■ **SUPPLIED TEXT**:
━━━━━━

SARANAC LAKE — Spending more time outdoors means greater risk of exposure to ticks, the small arachnids responsible for transmitting Lyme disease.

Adirondack Health hopes to arm area residents with knowledge of the parasites and the illness they harbor with its latest Community Outreach Series, titled "New research regarding the effects of Lyme disease."

For the full article, simply copy the title of this thread onto your preferred search engine. You should be able to find it.
 
I guess I can see why prevention is more expensive than cure - but I wouldn't wish Lyme upon anyone, so to me preventing it is a much better alternative!

I do think though as we learn more and more about the disease, ways to prevent it will become more apparent and then hopefully the costs will be reduced.
 
That's a quite outrageous claim. Preventing lyme disease is always cheaper than treating it. Remember, the disease could lead to neurological complications in some stages such as numbness, pain, weakness, Bell's palsy, visual disturbances, and meningitis symptoms such as fever, stiff neck, and severe headache. Other problems, which may not appear until weeks, months, or years after a tick bite, include decreased concentration, irritability, memory and sleep disorders, and nerve damage in the arms and legs.

Sure, antibiotics treatment is not that expensive, but is your health that It is at stake.

━━━━━━

■ **INPUT DATA**:
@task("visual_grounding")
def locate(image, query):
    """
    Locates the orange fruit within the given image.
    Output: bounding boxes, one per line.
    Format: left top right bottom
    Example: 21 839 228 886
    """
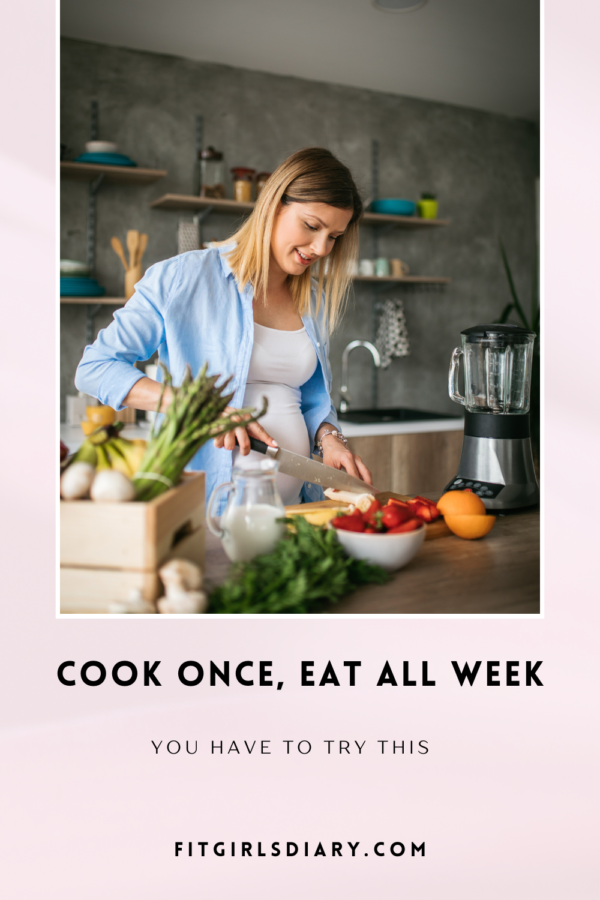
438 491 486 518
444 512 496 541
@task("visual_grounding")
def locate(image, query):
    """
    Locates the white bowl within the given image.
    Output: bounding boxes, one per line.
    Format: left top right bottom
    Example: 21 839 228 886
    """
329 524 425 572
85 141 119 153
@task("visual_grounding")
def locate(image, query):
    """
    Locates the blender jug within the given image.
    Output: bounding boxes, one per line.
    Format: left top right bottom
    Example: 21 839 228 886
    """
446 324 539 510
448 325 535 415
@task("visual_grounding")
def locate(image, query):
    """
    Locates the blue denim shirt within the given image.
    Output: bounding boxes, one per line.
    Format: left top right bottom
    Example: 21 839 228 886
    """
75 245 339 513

━━━━━━

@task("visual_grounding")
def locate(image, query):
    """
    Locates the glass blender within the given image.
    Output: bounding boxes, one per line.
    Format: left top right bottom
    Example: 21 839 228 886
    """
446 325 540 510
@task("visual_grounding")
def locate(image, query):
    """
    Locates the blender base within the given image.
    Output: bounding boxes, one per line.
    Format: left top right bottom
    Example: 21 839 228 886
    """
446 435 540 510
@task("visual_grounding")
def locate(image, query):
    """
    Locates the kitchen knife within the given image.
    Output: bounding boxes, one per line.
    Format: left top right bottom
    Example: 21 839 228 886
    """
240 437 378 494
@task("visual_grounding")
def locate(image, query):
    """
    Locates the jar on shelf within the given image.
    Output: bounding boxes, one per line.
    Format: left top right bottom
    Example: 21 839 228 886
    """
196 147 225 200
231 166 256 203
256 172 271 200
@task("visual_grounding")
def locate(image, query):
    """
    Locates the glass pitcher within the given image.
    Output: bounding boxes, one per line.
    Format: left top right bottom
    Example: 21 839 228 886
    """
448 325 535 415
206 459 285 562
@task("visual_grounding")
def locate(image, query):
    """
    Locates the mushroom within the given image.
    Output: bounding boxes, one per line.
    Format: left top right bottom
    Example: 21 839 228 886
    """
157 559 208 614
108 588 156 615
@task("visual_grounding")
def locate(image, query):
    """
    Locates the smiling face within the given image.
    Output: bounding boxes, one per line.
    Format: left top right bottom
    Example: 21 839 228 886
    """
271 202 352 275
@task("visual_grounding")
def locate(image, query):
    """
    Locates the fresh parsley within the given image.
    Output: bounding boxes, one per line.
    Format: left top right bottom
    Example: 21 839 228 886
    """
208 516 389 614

━━━━━━

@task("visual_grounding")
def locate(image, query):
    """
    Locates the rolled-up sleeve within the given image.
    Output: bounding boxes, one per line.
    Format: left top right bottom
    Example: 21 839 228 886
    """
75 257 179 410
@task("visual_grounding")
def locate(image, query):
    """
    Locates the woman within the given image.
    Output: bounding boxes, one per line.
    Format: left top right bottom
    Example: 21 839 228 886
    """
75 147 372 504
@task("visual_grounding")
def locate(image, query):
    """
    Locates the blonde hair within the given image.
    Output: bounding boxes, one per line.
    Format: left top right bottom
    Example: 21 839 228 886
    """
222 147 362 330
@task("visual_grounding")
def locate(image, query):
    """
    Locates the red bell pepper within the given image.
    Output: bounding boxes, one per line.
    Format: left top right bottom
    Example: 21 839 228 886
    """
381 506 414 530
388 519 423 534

━━━━━━

■ **TASK 1**: From the Lyme disease text, copy the part that opens with the words containing "For the full" and closes with "much better alternative!".
■ **TASK 2**: In the Lyme disease text, which neurological complications are named before the meningitis symptoms? List them all.
■ **TASK 3**:
Do these statements agree with the Lyme disease text? Answer yes or no for each and quote the words that decide it.
(a) Ticks are described as small arachnids.
(b) The Community Outreach Series comes from Adirondack Health.
(c) Antibiotic treatment is called very expensive.

■ **ANSWER SECTION 1**:
For the full article, simply copy the title of this thread onto your preferred search engine. You should be able to find it.
 
I guess I can see why prevention is more expensive than cure - but I wouldn't wish Lyme upon anyone, so to me preventing it is a much better alternative!

■ **ANSWER SECTION 2**:
- numbness
- pain
- weakness
- Bell's palsy
- visual disturbances

■ **ANSWER SECTION 3**:
(a) Yes: "the small arachnids responsible for transmitting Lyme disease"
(b) Yes: "Adirondack Health hopes to arm area residents with knowledge of the parasites and the illness they harbor with its latest Community Outreach Series"
(c) No: "Sure, antibiotics treatment is not that expensive"